▶ DIRECTION: Extract all of the entries and give them again, word for word.

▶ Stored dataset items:

-------

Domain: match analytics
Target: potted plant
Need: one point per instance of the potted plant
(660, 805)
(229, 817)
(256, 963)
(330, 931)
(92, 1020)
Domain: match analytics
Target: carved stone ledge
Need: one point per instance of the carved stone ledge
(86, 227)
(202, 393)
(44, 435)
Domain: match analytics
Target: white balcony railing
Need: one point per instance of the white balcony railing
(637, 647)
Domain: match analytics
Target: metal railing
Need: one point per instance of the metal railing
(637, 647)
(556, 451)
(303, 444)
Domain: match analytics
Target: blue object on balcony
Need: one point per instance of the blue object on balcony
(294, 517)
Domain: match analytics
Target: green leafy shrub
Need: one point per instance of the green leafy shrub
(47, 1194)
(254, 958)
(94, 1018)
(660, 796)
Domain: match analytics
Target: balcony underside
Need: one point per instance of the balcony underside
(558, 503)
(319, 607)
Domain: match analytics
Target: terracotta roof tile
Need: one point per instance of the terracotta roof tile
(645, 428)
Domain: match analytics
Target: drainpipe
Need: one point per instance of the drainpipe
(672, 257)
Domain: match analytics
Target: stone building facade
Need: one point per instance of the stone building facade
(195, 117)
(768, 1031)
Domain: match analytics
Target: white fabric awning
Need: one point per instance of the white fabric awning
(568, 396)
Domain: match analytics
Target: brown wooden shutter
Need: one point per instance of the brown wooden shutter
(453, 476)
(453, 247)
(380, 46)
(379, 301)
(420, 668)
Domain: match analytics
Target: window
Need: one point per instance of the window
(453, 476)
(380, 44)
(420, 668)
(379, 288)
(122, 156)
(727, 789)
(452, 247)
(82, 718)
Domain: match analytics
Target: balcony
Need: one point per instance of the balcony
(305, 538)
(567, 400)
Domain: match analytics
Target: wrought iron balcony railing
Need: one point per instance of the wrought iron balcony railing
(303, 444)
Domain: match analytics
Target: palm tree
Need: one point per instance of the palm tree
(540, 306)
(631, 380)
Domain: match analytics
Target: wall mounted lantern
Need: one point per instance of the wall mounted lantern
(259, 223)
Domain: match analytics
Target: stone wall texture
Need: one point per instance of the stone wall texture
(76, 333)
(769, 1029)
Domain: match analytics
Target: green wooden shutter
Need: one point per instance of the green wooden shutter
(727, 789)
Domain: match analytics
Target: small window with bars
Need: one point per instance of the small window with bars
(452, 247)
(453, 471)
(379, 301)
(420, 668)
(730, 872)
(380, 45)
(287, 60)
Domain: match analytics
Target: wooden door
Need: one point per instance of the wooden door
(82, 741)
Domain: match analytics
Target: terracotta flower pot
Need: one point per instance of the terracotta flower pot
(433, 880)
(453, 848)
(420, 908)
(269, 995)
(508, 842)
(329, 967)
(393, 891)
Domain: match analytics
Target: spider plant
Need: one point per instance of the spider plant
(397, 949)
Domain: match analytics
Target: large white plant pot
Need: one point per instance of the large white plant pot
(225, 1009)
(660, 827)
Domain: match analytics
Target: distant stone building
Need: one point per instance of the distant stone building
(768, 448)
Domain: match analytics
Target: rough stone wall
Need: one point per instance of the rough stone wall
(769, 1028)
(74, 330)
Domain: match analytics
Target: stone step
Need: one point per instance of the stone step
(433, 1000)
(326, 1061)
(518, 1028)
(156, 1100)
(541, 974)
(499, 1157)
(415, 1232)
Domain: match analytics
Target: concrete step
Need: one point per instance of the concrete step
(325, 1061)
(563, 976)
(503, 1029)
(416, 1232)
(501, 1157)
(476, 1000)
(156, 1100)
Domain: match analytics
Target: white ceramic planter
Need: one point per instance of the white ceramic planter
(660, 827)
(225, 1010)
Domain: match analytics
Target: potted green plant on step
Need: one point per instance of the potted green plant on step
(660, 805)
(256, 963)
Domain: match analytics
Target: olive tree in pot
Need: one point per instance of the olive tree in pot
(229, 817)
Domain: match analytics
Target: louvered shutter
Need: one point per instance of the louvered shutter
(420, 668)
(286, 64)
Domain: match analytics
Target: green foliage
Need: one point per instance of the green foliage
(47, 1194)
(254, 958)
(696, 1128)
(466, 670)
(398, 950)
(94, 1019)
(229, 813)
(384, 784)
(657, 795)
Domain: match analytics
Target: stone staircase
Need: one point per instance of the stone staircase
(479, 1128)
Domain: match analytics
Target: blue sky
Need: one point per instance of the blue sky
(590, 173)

-------

▶ SOLUTION TO THE PROBLEM:
Domain: match analytics
Target: potted plant
Need: one point per instance of the potted plant
(660, 805)
(229, 817)
(256, 963)
(330, 931)
(92, 1020)
Domain: match analytics
Target: carved stone ledge
Need: one point per instance of the carved stone ledge
(86, 227)
(202, 393)
(44, 435)
Domain: match analytics
Target: white balcony railing
Need: one point per instance of the white balcony railing
(637, 647)
Domain: match analytics
Target: metal railing
Need: one point per instance of the metal railing
(637, 647)
(556, 451)
(303, 444)
Domain: match analytics
Target: blue object on balcony
Need: one point per instance of the blue object on balcony
(294, 517)
Domain: match analytics
Target: green leafy shrub
Need: one point per instance of the green leafy shrub
(47, 1194)
(254, 958)
(94, 1018)
(660, 796)
Domain: match analytics
Target: balcony underside
Need: one point per instance of the balcony underside
(558, 503)
(319, 607)
Domain: match analytics
Target: terracotta roof tile
Need: one point per instance of the terracotta roof tile
(645, 428)
Domain: match analytics
Target: drainpipe
Need: one point per instance of the drainpipe
(672, 257)
Domain: match analytics
Target: stone building facade
Need: one point per instance of the stone building facade
(195, 117)
(768, 1031)
Domain: match analytics
Target: white fabric awning
Need: one point per instance of the white fabric awning
(568, 396)
Domain: match analytics
Target: brown wooden shutter
Need: one point per instance of the brown wooden shutter
(453, 476)
(453, 247)
(380, 46)
(379, 301)
(420, 668)
Domain: match analytics
Target: window
Need: one point per instance of the window
(453, 476)
(380, 44)
(420, 668)
(379, 288)
(122, 156)
(727, 789)
(452, 247)
(82, 718)
Domain: match analytics
Target: balcony
Need: one point per instance of the balcony
(305, 538)
(567, 400)
Domain: match analytics
Target: wrought iron balcony railing
Need: one point per instance of the wrought iron balcony railing
(303, 444)
Domain: match analytics
Target: palm tree
Need: one point per instance of the palm tree
(540, 306)
(631, 380)
Domain: match analytics
Target: wall mounted lantern
Need: one point per instance of the wall mounted lantern
(259, 223)
Domain: match analytics
Target: stone wall texture
Need: one point per instance of the stone wall texture
(76, 333)
(769, 1029)
Domain: match analytics
Target: green wooden shutter
Need: one point per instance of the green wooden shutter
(727, 789)
Domain: match analytics
Target: small window with bars
Need: one point per instance of the small window with bars
(452, 247)
(453, 471)
(379, 301)
(420, 668)
(730, 872)
(380, 45)
(287, 60)
Domain: match analytics
Target: wooden door
Need: one point per instance of the wooden door
(82, 741)
Domain: match analytics
Target: terracotta flower pot
Need: one point per instance of the terracotta flower pot
(433, 880)
(453, 848)
(420, 908)
(269, 995)
(508, 842)
(329, 967)
(393, 891)
Domain: match analytics
Target: spider plant
Need: one point per instance of the spider plant
(397, 949)
Domain: match analytics
Target: large white plant pot
Need: one point per instance of the large white plant pot
(225, 1009)
(660, 827)
Domain: match analytics
Target: distant stone building
Need: one point per instance of the distant stone building
(768, 448)
Domain: match analytics
Target: rough stone wall
Need: one point per instance of the rough stone wall
(769, 1028)
(74, 330)
Domain: match analytics
Target: stone step
Need: one point per instance of the stone step
(433, 1000)
(326, 1061)
(518, 1028)
(156, 1100)
(541, 974)
(499, 1157)
(415, 1232)
Domain: match analytics
Target: concrete step
Need: one point per instance of the concrete step
(325, 1061)
(563, 976)
(503, 1029)
(416, 1232)
(501, 1157)
(476, 1000)
(156, 1100)
Domain: match analytics
Target: white ceramic planter
Need: one point per instance of the white ceramic planter
(660, 827)
(225, 1010)
Domain: match analytics
Target: potted green plant on step
Need: one point per instance of the potted green plant on step
(660, 805)
(256, 963)
Domain: match analytics
Target: olive tree in pot
Need: one point per instance of the olive tree in pot
(229, 817)
Domain: match analytics
Target: louvered shutter
Need: one point per instance of the louvered shutter
(420, 668)
(286, 64)
Domain: match analytics
Target: green foliage
Need: one point per instance of the green foliage
(47, 1194)
(254, 958)
(696, 1128)
(466, 670)
(398, 950)
(94, 1019)
(229, 813)
(384, 784)
(657, 795)
Domain: match analytics
Target: stone staircase
Need: one point per instance of the stone staircase
(479, 1128)
Domain: match analytics
Target: blue sky
Need: one point per instance of the blue sky
(590, 173)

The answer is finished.